═════ Data to process

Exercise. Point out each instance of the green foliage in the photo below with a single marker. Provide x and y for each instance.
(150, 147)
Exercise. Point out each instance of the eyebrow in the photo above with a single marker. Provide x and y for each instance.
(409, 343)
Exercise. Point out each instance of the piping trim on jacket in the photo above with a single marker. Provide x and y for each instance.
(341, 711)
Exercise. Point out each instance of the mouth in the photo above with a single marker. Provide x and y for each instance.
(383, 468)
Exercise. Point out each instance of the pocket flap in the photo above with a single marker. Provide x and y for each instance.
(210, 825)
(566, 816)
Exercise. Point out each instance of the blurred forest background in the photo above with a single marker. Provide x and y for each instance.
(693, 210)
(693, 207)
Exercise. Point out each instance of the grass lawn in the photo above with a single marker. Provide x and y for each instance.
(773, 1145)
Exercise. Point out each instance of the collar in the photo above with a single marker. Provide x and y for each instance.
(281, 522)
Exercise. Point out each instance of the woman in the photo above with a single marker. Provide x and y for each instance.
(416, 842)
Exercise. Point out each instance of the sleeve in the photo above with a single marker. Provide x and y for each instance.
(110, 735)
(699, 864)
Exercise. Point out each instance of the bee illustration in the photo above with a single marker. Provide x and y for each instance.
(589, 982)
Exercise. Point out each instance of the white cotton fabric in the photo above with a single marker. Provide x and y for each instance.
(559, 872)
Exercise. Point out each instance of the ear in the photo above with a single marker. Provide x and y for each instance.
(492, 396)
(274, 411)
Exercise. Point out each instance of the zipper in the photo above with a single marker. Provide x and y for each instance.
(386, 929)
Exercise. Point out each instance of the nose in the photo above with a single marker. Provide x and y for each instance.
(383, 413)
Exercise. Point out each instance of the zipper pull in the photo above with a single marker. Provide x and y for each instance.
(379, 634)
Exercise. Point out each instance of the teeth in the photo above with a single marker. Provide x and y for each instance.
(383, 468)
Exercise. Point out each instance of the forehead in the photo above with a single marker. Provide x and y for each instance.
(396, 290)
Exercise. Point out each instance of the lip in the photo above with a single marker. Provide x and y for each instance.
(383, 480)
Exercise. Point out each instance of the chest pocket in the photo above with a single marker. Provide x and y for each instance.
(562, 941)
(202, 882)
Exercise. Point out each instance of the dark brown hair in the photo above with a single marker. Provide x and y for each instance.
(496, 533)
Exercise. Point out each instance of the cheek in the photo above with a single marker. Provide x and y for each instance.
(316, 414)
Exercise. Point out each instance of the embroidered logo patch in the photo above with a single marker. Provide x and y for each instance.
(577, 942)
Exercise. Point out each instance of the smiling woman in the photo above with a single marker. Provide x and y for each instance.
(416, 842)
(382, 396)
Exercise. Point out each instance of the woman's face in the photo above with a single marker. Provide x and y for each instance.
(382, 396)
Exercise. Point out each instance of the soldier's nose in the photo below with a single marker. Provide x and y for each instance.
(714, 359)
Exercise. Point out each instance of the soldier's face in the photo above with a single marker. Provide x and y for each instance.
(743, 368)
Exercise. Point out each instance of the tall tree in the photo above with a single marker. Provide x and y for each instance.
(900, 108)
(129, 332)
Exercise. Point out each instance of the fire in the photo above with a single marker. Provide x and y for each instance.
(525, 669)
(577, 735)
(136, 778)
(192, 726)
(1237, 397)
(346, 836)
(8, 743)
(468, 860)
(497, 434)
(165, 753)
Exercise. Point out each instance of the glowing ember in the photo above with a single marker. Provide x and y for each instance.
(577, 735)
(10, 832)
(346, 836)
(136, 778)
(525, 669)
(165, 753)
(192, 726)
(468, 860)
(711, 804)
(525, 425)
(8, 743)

══════════

Exercise prompt —
Transcribe exactly, and only, the lines from the one holding "Exercise. Point out each instance of the glowing" through the final line of the listing.

Written reply —
Exercise. Point out each instance of the glowing ember in the photo above with a single marker. Provide x and y for each instance.
(577, 735)
(10, 832)
(346, 836)
(136, 778)
(525, 669)
(165, 753)
(192, 726)
(468, 860)
(711, 804)
(525, 425)
(8, 743)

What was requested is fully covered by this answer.